• _Exercise text_:
MDAsim 2 extends the original published MDAsim 1.2, including single nucleotide copy errors and outputs a respective log file of the introduced errors.

The original MDAsim 1.2 can be found on sourceforge and we have kept its README_mdasim1-2.txt for reference. For credits for different features, please refer to the CREDITS_mdasim.txt and the change logs of the releases. The license, as set by the original MDAsim 1.2, is provided in LICENSE.txt.

Information on how to use and cite MDAsim 2:

Installation
Usage
Citation

Installation

bioconda

The easiest way to install MDAsim is via bioconda. For the required one time setup of conda and bioconda, please refer to bioconda’s installation instructions. Once this is done, all you need to do is issue the following command:

conda install mdasim

build from source

To build MDAsim from source, download the latest tagged release and unpack it. Alternatively, you can install the latest version of the repository by cloning it with:

git clone https://github.com/hzi-bifo/mdasim.git

Enter the created directory:

cd mdasim

To install in a bin folder in this source directory, just run:

make

To install to a bin folder at a custom location, run:

make prefix=path/to/desired/build/folder

To be able to run the software from anywhere on your system, make sure that the created bin directory is in your $PATH.

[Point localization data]
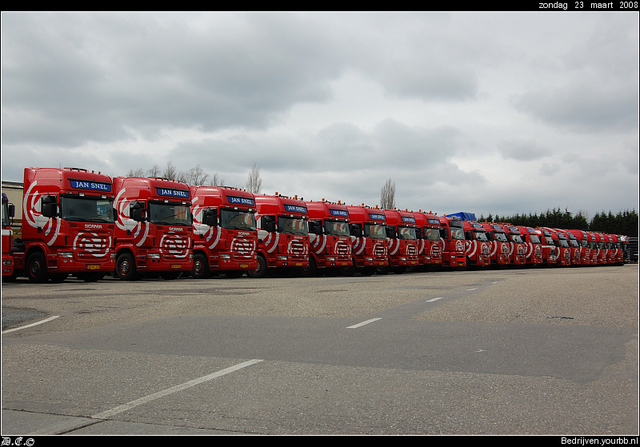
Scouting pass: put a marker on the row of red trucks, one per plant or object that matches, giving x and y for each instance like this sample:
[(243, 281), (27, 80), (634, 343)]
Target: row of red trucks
[(87, 224)]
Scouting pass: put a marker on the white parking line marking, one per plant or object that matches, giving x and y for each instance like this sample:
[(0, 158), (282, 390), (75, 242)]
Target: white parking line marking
[(363, 323), (31, 325), (173, 389)]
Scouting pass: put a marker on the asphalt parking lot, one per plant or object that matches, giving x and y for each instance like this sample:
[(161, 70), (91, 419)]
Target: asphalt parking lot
[(499, 352)]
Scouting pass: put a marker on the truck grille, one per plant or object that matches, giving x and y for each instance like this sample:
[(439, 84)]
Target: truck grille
[(243, 247), (174, 246), (89, 246)]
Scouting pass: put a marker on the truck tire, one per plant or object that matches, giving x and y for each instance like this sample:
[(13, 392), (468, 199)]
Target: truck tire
[(261, 270), (126, 267), (200, 268), (37, 268)]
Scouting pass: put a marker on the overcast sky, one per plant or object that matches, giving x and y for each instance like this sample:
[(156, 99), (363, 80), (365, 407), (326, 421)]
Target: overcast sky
[(498, 113)]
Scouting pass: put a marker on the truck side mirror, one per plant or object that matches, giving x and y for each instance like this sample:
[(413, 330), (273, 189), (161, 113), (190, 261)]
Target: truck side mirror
[(391, 232), (49, 206), (210, 217), (355, 230), (136, 211), (315, 227), (269, 224)]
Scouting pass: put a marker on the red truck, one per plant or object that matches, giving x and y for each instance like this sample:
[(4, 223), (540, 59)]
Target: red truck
[(154, 228), (549, 250), (429, 241), (575, 249), (8, 211), (402, 240), (453, 254), (368, 239), (582, 240), (225, 237), (476, 244), (329, 237), (518, 247), (563, 250), (533, 254), (501, 250), (67, 225), (283, 234)]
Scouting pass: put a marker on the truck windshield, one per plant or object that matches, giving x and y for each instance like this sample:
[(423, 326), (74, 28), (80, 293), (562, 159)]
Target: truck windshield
[(5, 215), (292, 225), (169, 214), (237, 220), (516, 238), (457, 233), (86, 209), (407, 233), (432, 234), (500, 237), (480, 236), (375, 231), (336, 228)]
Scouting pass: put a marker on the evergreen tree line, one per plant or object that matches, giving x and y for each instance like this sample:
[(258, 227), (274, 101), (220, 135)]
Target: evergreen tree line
[(624, 222)]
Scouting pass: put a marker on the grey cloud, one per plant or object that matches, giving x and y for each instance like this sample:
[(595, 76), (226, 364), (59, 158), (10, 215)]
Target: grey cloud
[(583, 108), (522, 149)]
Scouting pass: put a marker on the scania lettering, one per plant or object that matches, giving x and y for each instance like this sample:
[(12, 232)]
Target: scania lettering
[(453, 254), (8, 211), (67, 225), (154, 228), (225, 237), (283, 234), (329, 238), (429, 241)]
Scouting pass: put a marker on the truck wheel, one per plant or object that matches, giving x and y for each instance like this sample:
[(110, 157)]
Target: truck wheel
[(37, 268), (200, 267), (59, 277), (312, 270), (261, 270), (126, 267)]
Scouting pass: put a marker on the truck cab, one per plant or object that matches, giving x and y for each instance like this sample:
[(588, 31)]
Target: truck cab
[(533, 253), (518, 247), (476, 244), (402, 240), (8, 211), (563, 250), (429, 241), (67, 225), (452, 231), (283, 234), (154, 228), (368, 239), (225, 236), (329, 237), (500, 248)]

• _Task_:
Write out the part of the MDAsim text above, starting with "MDAsim 2 extends" and going on through "the introduced errors.".

• _Task response_:
MDAsim 2 extends the original published MDAsim 1.2, including single nucleotide copy errors and outputs a respective log file of the introduced errors.